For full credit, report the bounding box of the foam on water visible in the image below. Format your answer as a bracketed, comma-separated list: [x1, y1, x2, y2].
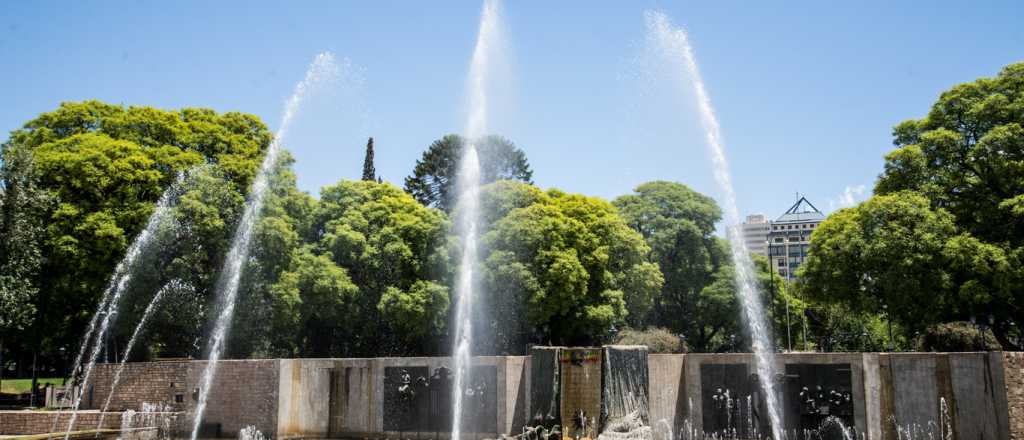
[643, 11, 783, 439]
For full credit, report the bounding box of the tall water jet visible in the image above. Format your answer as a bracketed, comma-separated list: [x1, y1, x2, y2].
[643, 11, 783, 439]
[95, 280, 192, 431]
[59, 169, 190, 439]
[189, 52, 340, 440]
[452, 1, 504, 439]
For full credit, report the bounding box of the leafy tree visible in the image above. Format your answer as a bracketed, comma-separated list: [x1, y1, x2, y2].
[613, 181, 738, 351]
[302, 180, 450, 356]
[404, 134, 533, 210]
[807, 62, 1024, 348]
[800, 193, 957, 333]
[270, 247, 359, 357]
[0, 146, 52, 384]
[0, 101, 271, 368]
[478, 181, 662, 350]
[361, 137, 376, 181]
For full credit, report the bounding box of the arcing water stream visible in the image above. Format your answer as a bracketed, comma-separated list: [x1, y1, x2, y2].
[189, 52, 341, 440]
[95, 279, 192, 433]
[644, 11, 783, 439]
[59, 170, 190, 439]
[452, 1, 504, 439]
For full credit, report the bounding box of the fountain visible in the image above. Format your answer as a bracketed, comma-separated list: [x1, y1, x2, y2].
[643, 11, 783, 439]
[95, 280, 193, 431]
[58, 169, 191, 439]
[188, 52, 342, 440]
[451, 1, 505, 439]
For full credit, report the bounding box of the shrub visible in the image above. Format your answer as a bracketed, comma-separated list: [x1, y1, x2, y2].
[612, 327, 687, 353]
[915, 321, 1001, 352]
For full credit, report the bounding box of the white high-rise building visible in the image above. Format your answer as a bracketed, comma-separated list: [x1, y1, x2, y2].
[740, 214, 770, 255]
[766, 196, 825, 280]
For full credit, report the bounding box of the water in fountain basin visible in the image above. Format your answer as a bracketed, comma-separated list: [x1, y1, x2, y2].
[59, 169, 191, 439]
[189, 52, 342, 440]
[643, 11, 783, 439]
[452, 1, 505, 439]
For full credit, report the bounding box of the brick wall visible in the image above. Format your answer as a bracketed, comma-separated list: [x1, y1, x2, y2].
[187, 359, 280, 437]
[1005, 352, 1024, 440]
[0, 411, 123, 435]
[87, 360, 189, 411]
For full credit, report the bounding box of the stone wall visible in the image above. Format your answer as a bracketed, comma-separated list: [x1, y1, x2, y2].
[84, 359, 279, 437]
[0, 410, 123, 435]
[648, 354, 685, 439]
[186, 359, 280, 437]
[5, 352, 1019, 439]
[87, 360, 189, 411]
[1005, 352, 1024, 440]
[559, 347, 602, 438]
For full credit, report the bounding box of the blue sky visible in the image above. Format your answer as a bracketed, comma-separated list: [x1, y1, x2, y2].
[2, 1, 1022, 221]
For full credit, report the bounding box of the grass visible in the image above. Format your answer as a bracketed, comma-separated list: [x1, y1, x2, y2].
[0, 377, 65, 394]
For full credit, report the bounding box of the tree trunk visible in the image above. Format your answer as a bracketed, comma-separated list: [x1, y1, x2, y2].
[0, 337, 4, 394]
[991, 325, 1019, 351]
[29, 350, 38, 407]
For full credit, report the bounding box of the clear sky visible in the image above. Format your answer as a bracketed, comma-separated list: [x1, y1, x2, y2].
[2, 1, 1022, 221]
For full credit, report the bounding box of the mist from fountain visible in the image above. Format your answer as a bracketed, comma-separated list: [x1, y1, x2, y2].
[189, 52, 341, 440]
[59, 170, 190, 439]
[95, 280, 193, 432]
[643, 10, 783, 439]
[452, 1, 504, 439]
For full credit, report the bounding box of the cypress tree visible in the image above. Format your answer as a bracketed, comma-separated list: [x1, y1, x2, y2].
[361, 137, 376, 181]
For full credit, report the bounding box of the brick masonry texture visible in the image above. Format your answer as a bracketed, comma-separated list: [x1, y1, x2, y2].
[84, 359, 280, 437]
[0, 411, 123, 435]
[86, 360, 190, 411]
[1005, 352, 1024, 440]
[187, 359, 280, 437]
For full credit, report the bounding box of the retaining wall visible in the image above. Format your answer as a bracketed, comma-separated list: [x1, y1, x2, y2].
[1004, 352, 1024, 440]
[0, 410, 123, 435]
[19, 352, 1021, 440]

====================

▸ What you need to do
Print the records again exactly, without the pictures.

▸ Result of the exercise
For full credit, report the bounding box of the foam on water visible in the image below. Format your answer as a bracketed, comma-separated list: [x1, y1, x2, y2].
[643, 11, 783, 439]
For full credit, report the bounding box of the tall water jet visible in the image above. Format your answer as a bracketed, comma-separated list: [x1, y1, x2, y2].
[643, 11, 783, 439]
[95, 280, 192, 431]
[59, 169, 190, 439]
[189, 52, 340, 440]
[452, 1, 504, 439]
For full credit, report the bounding box of the leafy tree visible in the image above. Format your answer as a bracketed, comma-separated list: [x1, y1, x2, y2].
[613, 181, 738, 351]
[302, 180, 450, 356]
[404, 134, 533, 210]
[807, 62, 1024, 348]
[800, 193, 957, 333]
[270, 247, 359, 357]
[0, 146, 52, 384]
[0, 101, 271, 368]
[478, 181, 662, 350]
[361, 137, 376, 181]
For full credit, report the bounding box of the arcing water stream visible in the image above. Format your answer as a bracketed, comma-separated list: [x1, y1, x2, y2].
[189, 52, 341, 440]
[95, 279, 192, 433]
[644, 11, 783, 439]
[59, 170, 190, 439]
[452, 1, 504, 439]
For full credit, report the bounding box of the fountain visible in the image above. Format your answer as a bracketed, comma-separated list: [x1, y1, x2, y2].
[643, 11, 783, 439]
[95, 280, 193, 431]
[58, 169, 191, 439]
[188, 52, 342, 440]
[451, 1, 505, 439]
For full credit, report the bounding box of the shrub visible in the image above. Format your answer as a bracketed, comma-separated list: [x1, y1, x2, y2].
[612, 327, 687, 353]
[915, 321, 1001, 352]
For full credit, report the bounding box of the white high-rise building visible in the image above. Format your answer as a bracketed, comma-separated list: [x1, y1, x2, y2].
[740, 214, 770, 255]
[766, 196, 825, 280]
For full credit, report the bounding box of the water in fountain basin visible in the image above. Format your answer as a bracketed, comma-separated list: [x1, y1, x2, y2].
[59, 169, 191, 439]
[189, 52, 342, 440]
[643, 11, 783, 439]
[452, 1, 505, 439]
For full credit, report the bounding box of the brick wall visible in the image above. Format your answer as a bracketed, comma-separated list: [x1, y1, x2, y2].
[187, 359, 280, 437]
[1005, 352, 1024, 440]
[0, 411, 123, 435]
[87, 360, 189, 411]
For full credit, report the bounding box of the stone wall visible in the image above. Format your answer as a bracketed, comma-separated list: [x1, y1, x2, y2].
[84, 359, 279, 437]
[0, 410, 123, 435]
[648, 354, 685, 439]
[186, 359, 280, 437]
[5, 352, 1019, 439]
[87, 360, 189, 411]
[1005, 352, 1024, 440]
[559, 347, 602, 438]
For full credit, report the bounding box of the blue sky visible in the image above. Format your answer as a bracketed, comma-separated list: [x1, y1, x2, y2].
[2, 1, 1022, 221]
For full credit, report the bounding box of the grass visible in the image above. Format your answer as a bracketed, comma-separated list: [x1, y1, x2, y2].
[0, 377, 65, 394]
For full credit, report the bounding box of the tree trunk visible in the image above. Format your answer as a bracketed, comma-separated list: [x1, y1, x2, y2].
[0, 337, 4, 394]
[991, 325, 1019, 351]
[29, 350, 38, 407]
For full credit, report the bounding box of the clear sky visible in the image above. Format your answer as a bracketed, comma-separated list: [x1, y1, x2, y2].
[2, 1, 1022, 221]
For full credit, report the bounding box of the mist from fountain visible in the image above. Format your answer as a bracketed, comma-separated list: [x1, y1, x2, y2].
[189, 52, 341, 440]
[59, 170, 190, 439]
[95, 280, 193, 432]
[643, 10, 783, 439]
[452, 1, 504, 439]
For full credit, report the bounding box of the cypress tree visible in the image above. Format your answer as a bracketed, comma-separated list: [x1, y1, x2, y2].
[361, 137, 376, 181]
For full credit, report the bounding box of the brick masonry texture visible in the image above. Format your answer as a bracketed, comma-separated list: [x1, y1, x2, y2].
[84, 359, 280, 437]
[0, 411, 123, 435]
[86, 360, 190, 411]
[1005, 352, 1024, 440]
[187, 359, 280, 437]
For full credit, report the bounding box of the retaining wall visible in the image above. Format your answer as a bracketed, comma-separated list: [x1, y1, x2, y2].
[1004, 352, 1024, 440]
[0, 410, 123, 435]
[19, 352, 1021, 440]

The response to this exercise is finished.